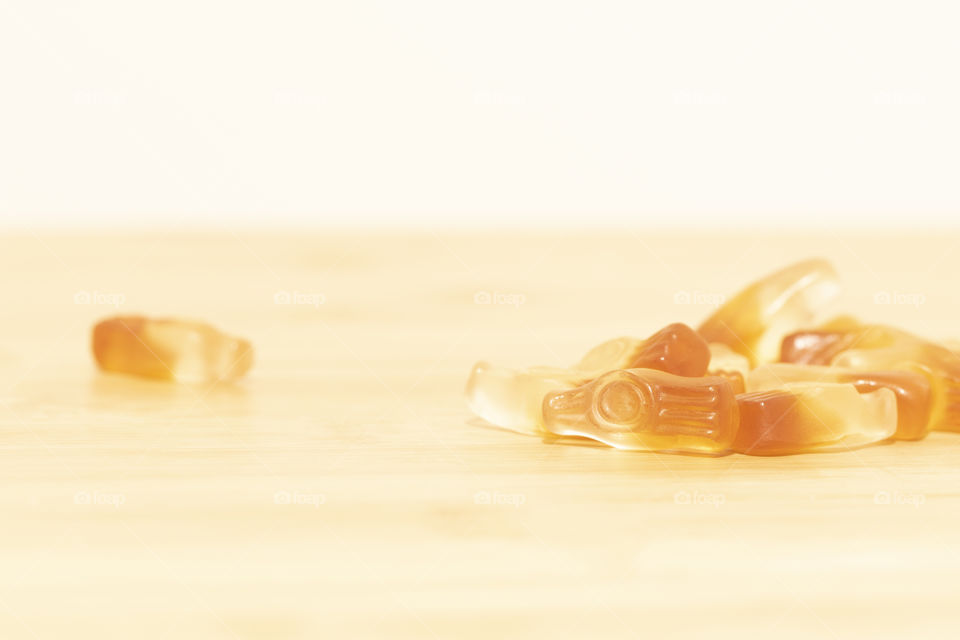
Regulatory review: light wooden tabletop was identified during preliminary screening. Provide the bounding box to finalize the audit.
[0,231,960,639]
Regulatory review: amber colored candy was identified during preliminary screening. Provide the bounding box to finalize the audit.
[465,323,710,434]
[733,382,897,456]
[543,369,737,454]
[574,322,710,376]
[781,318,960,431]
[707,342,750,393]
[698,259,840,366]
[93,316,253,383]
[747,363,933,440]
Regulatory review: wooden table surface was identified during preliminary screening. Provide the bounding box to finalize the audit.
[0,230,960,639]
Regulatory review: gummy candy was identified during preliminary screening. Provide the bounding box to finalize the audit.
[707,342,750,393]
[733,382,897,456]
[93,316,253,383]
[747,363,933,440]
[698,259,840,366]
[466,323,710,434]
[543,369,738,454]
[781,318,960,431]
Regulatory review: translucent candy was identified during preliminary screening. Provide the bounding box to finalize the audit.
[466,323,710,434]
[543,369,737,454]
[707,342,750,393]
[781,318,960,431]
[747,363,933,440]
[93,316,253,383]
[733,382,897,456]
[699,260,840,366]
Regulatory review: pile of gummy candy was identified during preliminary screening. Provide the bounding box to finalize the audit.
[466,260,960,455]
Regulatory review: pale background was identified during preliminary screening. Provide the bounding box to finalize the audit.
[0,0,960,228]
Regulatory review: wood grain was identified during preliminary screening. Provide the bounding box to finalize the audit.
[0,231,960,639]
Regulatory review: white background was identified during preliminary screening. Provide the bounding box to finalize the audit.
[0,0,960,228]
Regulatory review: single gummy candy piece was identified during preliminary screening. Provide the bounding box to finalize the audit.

TASK GOAL >>
Rewrite all of the lines above, replacing "preliminary screening" with "initial inspection" everywhere and leaving everything else unchanged. Omit the pictures from your answer.

SOLUTION TO THIS PROBLEM >>
Regulatory review: light wooden tabletop was identified during initial inspection. Provide the bounding box to finalize the audit.
[0,231,960,639]
Regulatory review: amber colored candy was identified during initial inspection. Provide the bounding box to finalize the audit.
[465,323,710,434]
[733,382,897,456]
[543,369,737,454]
[574,322,710,376]
[781,318,960,431]
[707,342,750,393]
[698,259,840,366]
[93,316,253,383]
[747,363,933,440]
Regulatory review: wooden table surface was identified during initial inspection. Provide the bounding box to finalize the audit.
[0,230,960,639]
Regulatory review: gummy candy was identified during initial inspection. Provide the bounding box to finalize the audit.
[707,342,750,393]
[733,382,897,456]
[93,316,253,383]
[747,363,933,440]
[698,259,840,366]
[466,323,710,434]
[543,369,738,454]
[781,318,960,431]
Regulatory review: translucent candy was identified during initial inspection. Provide the bounding box to finalize the audit.
[466,323,710,434]
[543,369,737,454]
[707,342,750,393]
[781,318,960,431]
[747,363,933,440]
[93,316,253,383]
[733,382,897,456]
[699,260,840,366]
Regulatory review: pile of gummy candy was identified during initial inspection. Provide the bounding box to finalize the audit.
[466,260,960,455]
Regulatory review: pale background was identified during initial inspection. Provide the bounding box to finalize the audit.
[0,0,960,228]
Regulatory review: wood grain was identified during initial inspection. Provide the bounding box to finalize the audit.
[0,231,960,639]
Regulatory review: white background was identified during initial inspection. Provide the bounding box to finalize the audit.
[0,0,960,228]
Regulatory review: single gummy candy piece was identified during initial inspection. Provide the bounding box to finalize the audit.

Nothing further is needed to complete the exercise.